# Data supplied:
## Begin

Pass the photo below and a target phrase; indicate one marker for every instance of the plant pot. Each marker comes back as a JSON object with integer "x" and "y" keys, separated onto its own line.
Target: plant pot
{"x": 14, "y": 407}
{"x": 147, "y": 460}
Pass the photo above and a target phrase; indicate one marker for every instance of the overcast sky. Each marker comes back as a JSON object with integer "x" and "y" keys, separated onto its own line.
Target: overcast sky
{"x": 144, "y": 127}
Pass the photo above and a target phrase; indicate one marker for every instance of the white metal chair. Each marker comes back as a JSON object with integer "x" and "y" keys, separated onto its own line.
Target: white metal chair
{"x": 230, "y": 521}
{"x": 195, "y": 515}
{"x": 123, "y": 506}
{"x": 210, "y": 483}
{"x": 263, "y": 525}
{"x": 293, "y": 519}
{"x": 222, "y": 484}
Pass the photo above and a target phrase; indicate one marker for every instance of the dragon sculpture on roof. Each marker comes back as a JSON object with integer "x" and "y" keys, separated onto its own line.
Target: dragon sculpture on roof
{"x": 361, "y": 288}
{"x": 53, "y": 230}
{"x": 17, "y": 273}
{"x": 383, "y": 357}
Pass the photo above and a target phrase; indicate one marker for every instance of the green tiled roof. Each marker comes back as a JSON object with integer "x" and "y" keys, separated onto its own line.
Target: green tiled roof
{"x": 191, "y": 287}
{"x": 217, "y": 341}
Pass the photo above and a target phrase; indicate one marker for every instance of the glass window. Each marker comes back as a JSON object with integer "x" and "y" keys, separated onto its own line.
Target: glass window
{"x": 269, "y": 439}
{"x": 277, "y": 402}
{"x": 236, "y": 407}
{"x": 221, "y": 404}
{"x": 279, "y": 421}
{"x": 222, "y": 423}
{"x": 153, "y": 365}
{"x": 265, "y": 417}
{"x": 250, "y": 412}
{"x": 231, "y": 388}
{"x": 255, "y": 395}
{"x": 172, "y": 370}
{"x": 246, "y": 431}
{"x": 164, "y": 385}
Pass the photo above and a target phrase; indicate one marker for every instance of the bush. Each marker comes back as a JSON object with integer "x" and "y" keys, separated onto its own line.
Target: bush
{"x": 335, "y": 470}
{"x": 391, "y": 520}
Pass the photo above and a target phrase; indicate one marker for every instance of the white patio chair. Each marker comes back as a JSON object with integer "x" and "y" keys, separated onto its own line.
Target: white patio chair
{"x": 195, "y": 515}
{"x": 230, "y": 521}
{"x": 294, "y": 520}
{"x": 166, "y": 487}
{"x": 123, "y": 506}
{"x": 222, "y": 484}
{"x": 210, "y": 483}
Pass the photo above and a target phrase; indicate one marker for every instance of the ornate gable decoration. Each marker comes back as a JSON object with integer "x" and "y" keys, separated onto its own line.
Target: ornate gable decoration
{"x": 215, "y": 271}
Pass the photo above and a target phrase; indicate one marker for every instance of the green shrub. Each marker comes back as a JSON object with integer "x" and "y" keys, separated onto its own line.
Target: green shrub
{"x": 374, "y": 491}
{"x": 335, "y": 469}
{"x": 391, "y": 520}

## End

Update all of the entries above by swapping "target phrase" for "reference phrase" wherever it occurs. Leave every other word, number, and line unchanged.

# Exercise answer:
Pass the photo below and a reference phrase; indicate one marker for every instance of the plant pot. Each marker comes back as a JSON object with integer "x" and "y" keys, separated onto its own line.
Target: plant pot
{"x": 14, "y": 407}
{"x": 147, "y": 460}
Pass the photo above and a reference phrase; indicate one marker for every instance of the overcast sky. Each marker comes back as a JSON object with integer "x" and "y" keys, separated onto its own line.
Target: overcast sky
{"x": 144, "y": 127}
Pass the photo above and a reference phrase; indicate one marker for every instance of the white metal chair. Each marker comes back as a JSON object with integer "x" and "y" keys, separated onto its own line.
Target: white metal chair
{"x": 230, "y": 521}
{"x": 195, "y": 515}
{"x": 123, "y": 506}
{"x": 210, "y": 483}
{"x": 263, "y": 525}
{"x": 293, "y": 519}
{"x": 222, "y": 484}
Pass the photo above and a reference phrase; indicate one marker for every instance of the dragon sculpture on roof. Each marker comes back as a JSON object with integer "x" and "y" keys, separated onto its own line.
Target: dragon sculpture on roof
{"x": 361, "y": 288}
{"x": 53, "y": 230}
{"x": 17, "y": 273}
{"x": 383, "y": 357}
Pass the photo above and a reference phrase; indicate one marker for every instance of the green tiled roof. Each marker comes back as a JSON object with integer "x" and "y" keys, separated onto its own line.
Target: green tiled roof
{"x": 191, "y": 287}
{"x": 217, "y": 341}
Pass the photo above and a reference phrase; indicate one marker for every instance of the glass window. Each marker comes back as a JSON object with integer "x" and "y" keys, separated onto its own line.
Target: glass window
{"x": 269, "y": 439}
{"x": 277, "y": 402}
{"x": 236, "y": 407}
{"x": 221, "y": 404}
{"x": 279, "y": 421}
{"x": 222, "y": 423}
{"x": 153, "y": 365}
{"x": 265, "y": 417}
{"x": 250, "y": 412}
{"x": 231, "y": 388}
{"x": 255, "y": 395}
{"x": 172, "y": 370}
{"x": 246, "y": 431}
{"x": 164, "y": 385}
Pass the photo above and a reference phrase; indicate one marker for every instance of the bush. Each marker comes back as a JSON object with integer "x" and "y" keys, separated onto its own line.
Target: bush
{"x": 335, "y": 470}
{"x": 391, "y": 520}
Pass the photo above and a reference phrase; indicate one marker for every instance of the white patio chair. Each marker comes back as a JSON object with integer "x" and "y" keys, separated onto its own line.
Target: white patio chair
{"x": 195, "y": 515}
{"x": 230, "y": 521}
{"x": 294, "y": 520}
{"x": 166, "y": 487}
{"x": 123, "y": 506}
{"x": 222, "y": 484}
{"x": 210, "y": 483}
Pass the photo above and a reference phrase; indicate one marker for every instance of the ornate gable decoration. Each marker comes back as a JSON object with integer "x" and "y" keys, separated onto its own line.
Target: ornate gable decoration
{"x": 215, "y": 271}
Pass the photo above and a reference phrase; indicate one marker for every instance of the green shrub. Each marker comes back as a JSON object with integer "x" and "y" keys, separated onto its own line.
Target: green shrub
{"x": 374, "y": 491}
{"x": 335, "y": 469}
{"x": 391, "y": 520}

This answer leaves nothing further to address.